== Work task ==
For the material below, output exactly the span from the line with "One dot marks each instance of the street" to the line with "One dot marks each instance of the green", including both, and nothing besides.

== Records for the exercise ==
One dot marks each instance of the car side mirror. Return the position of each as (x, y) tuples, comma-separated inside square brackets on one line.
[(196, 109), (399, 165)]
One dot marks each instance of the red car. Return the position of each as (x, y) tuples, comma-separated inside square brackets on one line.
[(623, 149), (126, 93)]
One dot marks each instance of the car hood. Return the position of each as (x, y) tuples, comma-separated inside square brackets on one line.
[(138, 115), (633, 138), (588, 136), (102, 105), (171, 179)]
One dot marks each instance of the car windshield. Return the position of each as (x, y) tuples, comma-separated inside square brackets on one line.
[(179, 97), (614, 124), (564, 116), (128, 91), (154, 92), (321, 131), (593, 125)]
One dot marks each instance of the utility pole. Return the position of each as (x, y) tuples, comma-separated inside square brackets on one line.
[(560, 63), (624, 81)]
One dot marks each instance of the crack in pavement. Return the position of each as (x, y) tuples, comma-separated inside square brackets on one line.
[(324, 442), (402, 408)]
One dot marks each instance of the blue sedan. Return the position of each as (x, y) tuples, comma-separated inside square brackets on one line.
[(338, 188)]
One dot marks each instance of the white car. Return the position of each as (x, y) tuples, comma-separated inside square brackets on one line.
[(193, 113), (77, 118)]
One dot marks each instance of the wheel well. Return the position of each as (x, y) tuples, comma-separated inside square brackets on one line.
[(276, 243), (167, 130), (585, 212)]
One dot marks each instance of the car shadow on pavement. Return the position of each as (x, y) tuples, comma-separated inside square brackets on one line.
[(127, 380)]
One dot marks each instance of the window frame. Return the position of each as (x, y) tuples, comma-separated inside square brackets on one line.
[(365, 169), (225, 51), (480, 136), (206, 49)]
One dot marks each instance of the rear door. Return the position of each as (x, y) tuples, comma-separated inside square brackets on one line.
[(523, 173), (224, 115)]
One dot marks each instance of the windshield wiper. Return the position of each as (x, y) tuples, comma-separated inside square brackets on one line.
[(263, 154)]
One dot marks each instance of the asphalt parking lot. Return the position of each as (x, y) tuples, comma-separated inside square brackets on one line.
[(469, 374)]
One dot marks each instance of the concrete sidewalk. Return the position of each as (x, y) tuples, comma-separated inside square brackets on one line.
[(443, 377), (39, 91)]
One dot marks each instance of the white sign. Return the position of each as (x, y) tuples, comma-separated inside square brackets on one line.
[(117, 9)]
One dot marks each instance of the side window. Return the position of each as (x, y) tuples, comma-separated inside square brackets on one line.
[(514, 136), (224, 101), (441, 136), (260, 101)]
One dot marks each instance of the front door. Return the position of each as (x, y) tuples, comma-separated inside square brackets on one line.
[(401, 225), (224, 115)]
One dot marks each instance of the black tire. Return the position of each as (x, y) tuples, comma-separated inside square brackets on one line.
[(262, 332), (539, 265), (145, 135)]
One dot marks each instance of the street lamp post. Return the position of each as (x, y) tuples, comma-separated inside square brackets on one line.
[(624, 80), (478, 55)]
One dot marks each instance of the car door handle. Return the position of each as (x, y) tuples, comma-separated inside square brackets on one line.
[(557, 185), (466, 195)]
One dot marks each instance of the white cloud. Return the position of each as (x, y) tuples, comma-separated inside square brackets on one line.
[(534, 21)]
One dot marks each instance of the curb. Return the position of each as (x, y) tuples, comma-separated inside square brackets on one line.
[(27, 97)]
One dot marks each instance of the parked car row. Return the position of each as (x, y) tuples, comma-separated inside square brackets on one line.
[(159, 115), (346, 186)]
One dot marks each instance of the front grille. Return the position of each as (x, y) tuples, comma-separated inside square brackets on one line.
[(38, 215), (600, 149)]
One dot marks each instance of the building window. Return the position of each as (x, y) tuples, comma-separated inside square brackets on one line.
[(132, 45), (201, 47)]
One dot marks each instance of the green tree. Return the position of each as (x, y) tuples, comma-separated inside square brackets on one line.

==

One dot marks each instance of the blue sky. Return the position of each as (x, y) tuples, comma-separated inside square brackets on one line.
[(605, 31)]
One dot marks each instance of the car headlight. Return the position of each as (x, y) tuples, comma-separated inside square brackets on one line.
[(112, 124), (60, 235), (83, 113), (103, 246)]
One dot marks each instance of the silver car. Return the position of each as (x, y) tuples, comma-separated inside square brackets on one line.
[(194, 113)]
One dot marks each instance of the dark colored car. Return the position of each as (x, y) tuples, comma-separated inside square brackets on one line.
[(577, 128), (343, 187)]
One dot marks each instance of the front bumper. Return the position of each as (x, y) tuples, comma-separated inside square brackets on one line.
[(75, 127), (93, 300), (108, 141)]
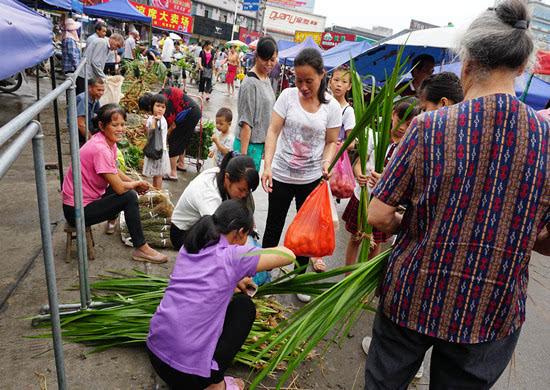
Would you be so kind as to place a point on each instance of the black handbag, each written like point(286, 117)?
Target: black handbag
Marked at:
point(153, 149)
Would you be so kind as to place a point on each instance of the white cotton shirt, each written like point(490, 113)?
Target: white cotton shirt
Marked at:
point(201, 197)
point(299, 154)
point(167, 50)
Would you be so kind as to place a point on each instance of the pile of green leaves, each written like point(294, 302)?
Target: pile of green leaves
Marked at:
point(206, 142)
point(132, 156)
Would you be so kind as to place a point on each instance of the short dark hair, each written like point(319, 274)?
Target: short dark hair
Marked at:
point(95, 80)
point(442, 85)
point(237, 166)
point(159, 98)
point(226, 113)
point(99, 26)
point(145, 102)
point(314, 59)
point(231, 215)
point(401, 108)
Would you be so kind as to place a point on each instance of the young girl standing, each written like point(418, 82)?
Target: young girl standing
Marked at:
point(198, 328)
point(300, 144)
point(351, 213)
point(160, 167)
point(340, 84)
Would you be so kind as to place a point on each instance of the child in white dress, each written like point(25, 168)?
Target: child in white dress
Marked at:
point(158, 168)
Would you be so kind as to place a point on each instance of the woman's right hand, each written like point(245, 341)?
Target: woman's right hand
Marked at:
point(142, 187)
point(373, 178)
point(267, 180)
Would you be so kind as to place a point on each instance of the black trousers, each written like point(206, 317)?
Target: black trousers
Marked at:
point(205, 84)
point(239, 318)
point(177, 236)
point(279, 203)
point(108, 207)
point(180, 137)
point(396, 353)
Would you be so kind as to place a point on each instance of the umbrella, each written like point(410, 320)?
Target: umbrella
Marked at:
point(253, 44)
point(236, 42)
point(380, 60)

...

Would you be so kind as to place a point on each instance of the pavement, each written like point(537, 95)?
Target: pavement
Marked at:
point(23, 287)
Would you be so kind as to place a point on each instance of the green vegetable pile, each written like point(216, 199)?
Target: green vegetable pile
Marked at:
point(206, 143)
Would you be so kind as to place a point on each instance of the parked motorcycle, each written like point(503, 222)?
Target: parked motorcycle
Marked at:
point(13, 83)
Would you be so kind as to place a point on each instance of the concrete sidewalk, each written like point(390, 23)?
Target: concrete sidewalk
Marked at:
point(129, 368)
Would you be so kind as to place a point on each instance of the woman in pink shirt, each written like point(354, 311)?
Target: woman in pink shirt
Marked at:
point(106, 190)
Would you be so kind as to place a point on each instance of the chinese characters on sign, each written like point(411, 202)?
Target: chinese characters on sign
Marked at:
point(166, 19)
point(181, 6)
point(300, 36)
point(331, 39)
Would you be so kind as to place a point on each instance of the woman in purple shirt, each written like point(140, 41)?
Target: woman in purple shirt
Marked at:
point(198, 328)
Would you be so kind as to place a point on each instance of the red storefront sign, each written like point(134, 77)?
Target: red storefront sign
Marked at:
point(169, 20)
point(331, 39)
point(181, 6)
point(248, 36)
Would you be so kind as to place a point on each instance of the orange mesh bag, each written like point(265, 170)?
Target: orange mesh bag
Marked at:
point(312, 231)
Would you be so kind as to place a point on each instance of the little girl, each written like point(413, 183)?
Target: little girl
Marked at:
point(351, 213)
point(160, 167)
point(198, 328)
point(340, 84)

== Exercise result ==
One dot marks each instance of the street lamp post. Return the position of each as (x, y) tuples, comma-separated inside square brackets on one line.
[(624, 80), (478, 55)]
One dot marks each instance of the car door handle. Return the position of each as (x, y) tuples, comma-separated inside square brackets on one line.
[(557, 185), (466, 195)]
One dot marks each instance of the white cloud. Return the position of each as (x, y) tuples, comma-separated inside square brackets on one line.
[(534, 21)]
One dot marks each instance of the curb. Return the position of each as (x, y) tuples, comma-separated inside square brackets on one line.
[(27, 97)]
One dot marks each instance of the parked car row. Return the position of each as (x, y) tuples, comma-separated inside square brackets on one line.
[(159, 115), (346, 186)]
One dot marks each instance of the front grille. Return the position of each as (x, y) tuples, comma-separated inside square brackets on one line.
[(38, 215), (600, 149)]
One dot marks each instance of the building window. Return the position of each as (x, y) tuples, comma-separated inside square brackets on one line.
[(132, 45), (201, 47)]
One dot marks each instance of the green tree. Return the position of each as (x, y) tuples, comma-separated inside square brackets on one line.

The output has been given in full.